WHAT TO DO —
Quote the whole listing word for word, please.
>> START RECORDS SHOWN
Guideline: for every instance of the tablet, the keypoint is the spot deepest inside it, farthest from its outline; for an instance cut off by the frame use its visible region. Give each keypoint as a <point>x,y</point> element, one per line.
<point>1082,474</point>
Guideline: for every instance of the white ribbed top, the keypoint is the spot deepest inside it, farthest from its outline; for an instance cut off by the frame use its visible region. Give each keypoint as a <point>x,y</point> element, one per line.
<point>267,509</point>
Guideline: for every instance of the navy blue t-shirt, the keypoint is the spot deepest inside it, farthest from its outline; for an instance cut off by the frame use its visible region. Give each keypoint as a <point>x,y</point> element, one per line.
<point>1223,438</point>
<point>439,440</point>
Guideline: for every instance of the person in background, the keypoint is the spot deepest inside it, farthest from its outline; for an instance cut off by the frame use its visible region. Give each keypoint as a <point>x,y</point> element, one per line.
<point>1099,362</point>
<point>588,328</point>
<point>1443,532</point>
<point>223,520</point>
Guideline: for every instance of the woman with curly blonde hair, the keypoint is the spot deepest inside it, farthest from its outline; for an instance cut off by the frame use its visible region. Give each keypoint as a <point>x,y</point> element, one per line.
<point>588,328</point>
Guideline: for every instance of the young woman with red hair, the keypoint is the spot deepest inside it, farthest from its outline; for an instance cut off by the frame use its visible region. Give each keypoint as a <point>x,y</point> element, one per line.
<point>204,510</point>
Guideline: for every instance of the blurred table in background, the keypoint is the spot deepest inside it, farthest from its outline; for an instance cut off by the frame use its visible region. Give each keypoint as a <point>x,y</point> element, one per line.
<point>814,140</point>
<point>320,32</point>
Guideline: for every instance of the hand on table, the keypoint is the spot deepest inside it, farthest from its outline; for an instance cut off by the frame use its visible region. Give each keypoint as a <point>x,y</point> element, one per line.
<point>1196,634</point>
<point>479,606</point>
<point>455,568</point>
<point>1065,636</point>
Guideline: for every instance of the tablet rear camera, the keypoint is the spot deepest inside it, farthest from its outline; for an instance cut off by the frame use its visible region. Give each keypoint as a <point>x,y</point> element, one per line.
>> END RECORDS SHOWN
SOLUTION FOR THIS PROBLEM —
Guideline: for every instance of the tablet, the keypoint is the spot deepest inside it, farthest from its outline; for an instance cut off by the frame use its visible region. Give each keypoint as a <point>x,y</point> element, one per line.
<point>1082,474</point>
Guideline: for every instance of the white ribbed top, the keypoint is the spot deepest inside it, farthest from its outline; for an instance cut off by the frame use its visible region. Give each keypoint as a <point>x,y</point> element, one per line.
<point>267,509</point>
Guideline: for every instance of the navy blue t-shirt, the keypoint is the spot deepest inside it, farthest from its outline; for an instance cut off by the frame use its visible region. Give each keypoint as a <point>x,y</point> element, one per line.
<point>1223,438</point>
<point>439,440</point>
Guideline: for every instance of the person in background, the keypoint is the spot deepest inside it, farthest from its outline; for an instance cut off by the frame use its visible region. Give each keypoint as a <point>x,y</point> element, one per line.
<point>1099,362</point>
<point>588,328</point>
<point>1443,532</point>
<point>223,520</point>
Guideline: for every instance of the woman with curly blonde hair, the keypoint is the spot deepest inside it, farthest from its outline; for an instance cut off by the frame use its visible region. Give each keypoint as a <point>x,y</point> element, one per line.
<point>588,328</point>
Guideline: for every instance of the young woman with red hair, the keypoint is the spot deepest inside it, farthest from its outline; for an instance cut off by the frame use its visible region. Give each keypoint as a <point>x,y</point> element, one per line.
<point>204,510</point>
Guideline: for every instance of the blurred table in background, the keypoint is the spot deepest inside it, farthest from its outline; for an instance cut off by the frame use its visible region. Give each keypoint as a <point>x,y</point> element, one per line.
<point>814,140</point>
<point>320,32</point>
Guideline: for every instance of the hand on table, the keypoint is the spot deepest inside it, farthest from its outline; for an instance cut off by the frame use its visible region. Give each keypoint as a <point>x,y</point> element, one per line.
<point>1196,634</point>
<point>479,606</point>
<point>455,568</point>
<point>1065,636</point>
Guideline: for every instance of the tablet rear camera, the keypoint is the spot deepest inside it, farthest from its outline; for an instance cut off by the frame use its visible region. Give each keypoint as a <point>x,y</point> element, one per line.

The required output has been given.